◆ **Prompt**
Copy out every line of the data exactly; do not include the images.

◆ **Records to use**
------------------------------------

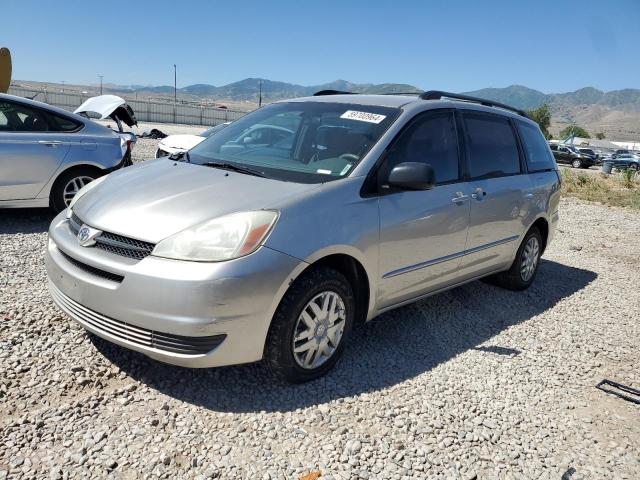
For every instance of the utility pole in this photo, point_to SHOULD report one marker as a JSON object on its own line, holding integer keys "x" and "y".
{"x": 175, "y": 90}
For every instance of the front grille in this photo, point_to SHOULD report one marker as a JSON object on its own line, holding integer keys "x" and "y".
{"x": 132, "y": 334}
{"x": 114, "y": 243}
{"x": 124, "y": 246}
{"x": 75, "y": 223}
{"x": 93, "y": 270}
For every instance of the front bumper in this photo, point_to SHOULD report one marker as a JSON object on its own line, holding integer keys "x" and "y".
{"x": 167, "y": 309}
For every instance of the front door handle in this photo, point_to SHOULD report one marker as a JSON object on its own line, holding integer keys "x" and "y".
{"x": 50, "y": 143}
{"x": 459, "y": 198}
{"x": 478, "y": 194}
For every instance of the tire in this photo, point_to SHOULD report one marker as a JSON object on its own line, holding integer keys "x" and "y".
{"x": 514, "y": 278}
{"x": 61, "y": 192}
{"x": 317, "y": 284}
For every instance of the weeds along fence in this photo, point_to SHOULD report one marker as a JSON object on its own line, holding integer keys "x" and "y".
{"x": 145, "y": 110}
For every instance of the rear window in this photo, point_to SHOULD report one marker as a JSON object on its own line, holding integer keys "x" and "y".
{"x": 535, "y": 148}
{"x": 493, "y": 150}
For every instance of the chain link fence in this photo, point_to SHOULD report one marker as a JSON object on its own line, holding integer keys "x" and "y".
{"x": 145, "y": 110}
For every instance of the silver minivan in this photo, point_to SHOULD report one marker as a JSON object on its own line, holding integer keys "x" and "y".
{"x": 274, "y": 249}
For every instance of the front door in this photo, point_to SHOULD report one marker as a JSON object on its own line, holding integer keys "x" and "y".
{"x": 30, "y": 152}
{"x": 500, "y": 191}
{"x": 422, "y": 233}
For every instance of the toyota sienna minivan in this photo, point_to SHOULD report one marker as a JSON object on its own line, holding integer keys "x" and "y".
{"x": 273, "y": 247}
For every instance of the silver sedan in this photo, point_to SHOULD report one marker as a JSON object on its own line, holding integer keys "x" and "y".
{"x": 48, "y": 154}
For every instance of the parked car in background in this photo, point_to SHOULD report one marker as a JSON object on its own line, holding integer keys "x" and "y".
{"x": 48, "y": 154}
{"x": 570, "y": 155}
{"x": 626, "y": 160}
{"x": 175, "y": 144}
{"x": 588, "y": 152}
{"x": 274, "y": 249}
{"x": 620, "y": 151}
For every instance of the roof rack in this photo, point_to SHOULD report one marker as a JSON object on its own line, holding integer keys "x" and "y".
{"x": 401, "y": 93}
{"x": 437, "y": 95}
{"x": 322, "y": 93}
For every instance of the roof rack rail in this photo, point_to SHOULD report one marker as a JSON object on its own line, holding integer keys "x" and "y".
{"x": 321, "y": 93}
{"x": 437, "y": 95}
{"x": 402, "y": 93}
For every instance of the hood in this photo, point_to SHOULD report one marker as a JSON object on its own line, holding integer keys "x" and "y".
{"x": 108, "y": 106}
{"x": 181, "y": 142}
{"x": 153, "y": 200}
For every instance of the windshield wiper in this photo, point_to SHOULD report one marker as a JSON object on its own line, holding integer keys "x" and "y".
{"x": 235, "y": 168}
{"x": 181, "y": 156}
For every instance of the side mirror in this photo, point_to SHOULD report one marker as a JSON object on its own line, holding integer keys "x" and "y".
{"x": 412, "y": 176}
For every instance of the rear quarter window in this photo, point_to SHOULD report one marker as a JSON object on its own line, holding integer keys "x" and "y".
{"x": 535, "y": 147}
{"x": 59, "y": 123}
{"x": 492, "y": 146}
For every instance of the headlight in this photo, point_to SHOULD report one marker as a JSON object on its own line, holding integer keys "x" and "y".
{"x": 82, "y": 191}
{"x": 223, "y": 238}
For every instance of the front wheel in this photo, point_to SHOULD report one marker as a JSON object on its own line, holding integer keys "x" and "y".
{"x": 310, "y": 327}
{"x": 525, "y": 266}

------------------------------------

◆ **Finished exercise**
For every instance of the utility pole in this photo, point_to SHOULD report one marker as a JSON object on its own line, holding integer keys "x" and "y".
{"x": 175, "y": 90}
For every instance of the front grille in this photo, point_to SHOULD report one marker as a JSON object on its own line, holding integer keys "x" and "y".
{"x": 132, "y": 334}
{"x": 114, "y": 243}
{"x": 124, "y": 246}
{"x": 75, "y": 223}
{"x": 93, "y": 270}
For every instance of the front bumper in this photo, point_to SHOULD report one marker as a JSON object on its own line, holding integer keys "x" and "y".
{"x": 167, "y": 309}
For every instance of the front door handle in this photo, point_to SHOULD report one marker as a JSON object on its own line, holding integer keys "x" and "y".
{"x": 50, "y": 143}
{"x": 459, "y": 198}
{"x": 478, "y": 194}
For every instance of the tire in this photo, point_to SHOULD report one marker as a JSON object on its own line, holding integer keys "x" and "y".
{"x": 514, "y": 278}
{"x": 61, "y": 192}
{"x": 317, "y": 284}
For every instance of the weeds along fence in this photo, point_to SHOULD report one marker as a JSON object on its own line, holding integer keys "x" and "y".
{"x": 145, "y": 110}
For every instance of the rear window in this photo, point_to SHOULD report one marker as a JSON object on its own line, holding integer keys "x" and "y".
{"x": 535, "y": 148}
{"x": 493, "y": 150}
For every instance of the chain link fence in this photo, point_to SHOULD report one marker as a JSON object on its own line, holding integer keys "x" and "y".
{"x": 145, "y": 110}
For every instance of the silver minivan in this photo, point_to SHOULD report one marker as a JSON object on its own line, holding integer keys "x" and "y".
{"x": 274, "y": 249}
For every instance of the front door in this photo, point_to SHOULD report one marker as a JSON object on its own line, holding integer keys "x" and "y".
{"x": 30, "y": 152}
{"x": 500, "y": 191}
{"x": 422, "y": 233}
For every instance of the toyota sienna minivan in this photo, point_to SHOULD report one marker as a JSON object on its own line, holding integer keys "x" and "y".
{"x": 273, "y": 247}
For every instance of the silver sedan in this photo, point_to SHOULD report one marker as a JSON object on its own line, holding integer keys "x" and "y".
{"x": 48, "y": 154}
For every instance of the parked car in background in this photo, point_to SHOULD report one marker as a JSON object on its own line, holding integer keys "x" and "y".
{"x": 48, "y": 154}
{"x": 570, "y": 155}
{"x": 626, "y": 160}
{"x": 175, "y": 144}
{"x": 588, "y": 152}
{"x": 274, "y": 249}
{"x": 620, "y": 151}
For every instance of the roof rack in this photo, point_to SHOULD report one marker as a JSON object on its own line, holding integer keys "x" and "y".
{"x": 401, "y": 93}
{"x": 437, "y": 95}
{"x": 322, "y": 93}
For every instance of the roof rack rail in this photo, point_to SHOULD report one marker as a JSON object on its own line, holding integer keys "x" and "y".
{"x": 321, "y": 93}
{"x": 437, "y": 95}
{"x": 402, "y": 93}
For every instance of the hood in this photo, point_to SHOULD report one marker as a JSON object on its own line, holding integer keys "x" and "y".
{"x": 108, "y": 106}
{"x": 181, "y": 142}
{"x": 153, "y": 200}
For every instance of the windshield wiper in this photo, point_to SHOULD report one marker as a JSON object on its own line, holding integer keys "x" and "y".
{"x": 235, "y": 168}
{"x": 181, "y": 156}
For every instance of the side mirror in this photo, point_to SHOULD report one marker as a JSON object on its own line, holding integer keys "x" and "y".
{"x": 412, "y": 176}
For every instance of the rear quarter window in this photo, point_to SHOULD report one marker as a JSON object on its own line, holding integer keys "x" and "y".
{"x": 535, "y": 147}
{"x": 59, "y": 123}
{"x": 492, "y": 146}
For every instance of the headlight in this photo, point_to SHOULD report one marker as a JSON object on its own line, holding integer keys "x" and "y".
{"x": 82, "y": 191}
{"x": 223, "y": 238}
For every instance of the front wheel in this photo, point_to SHOULD report one marker as a JSON object on its own line, holding integer keys "x" and "y".
{"x": 310, "y": 327}
{"x": 525, "y": 266}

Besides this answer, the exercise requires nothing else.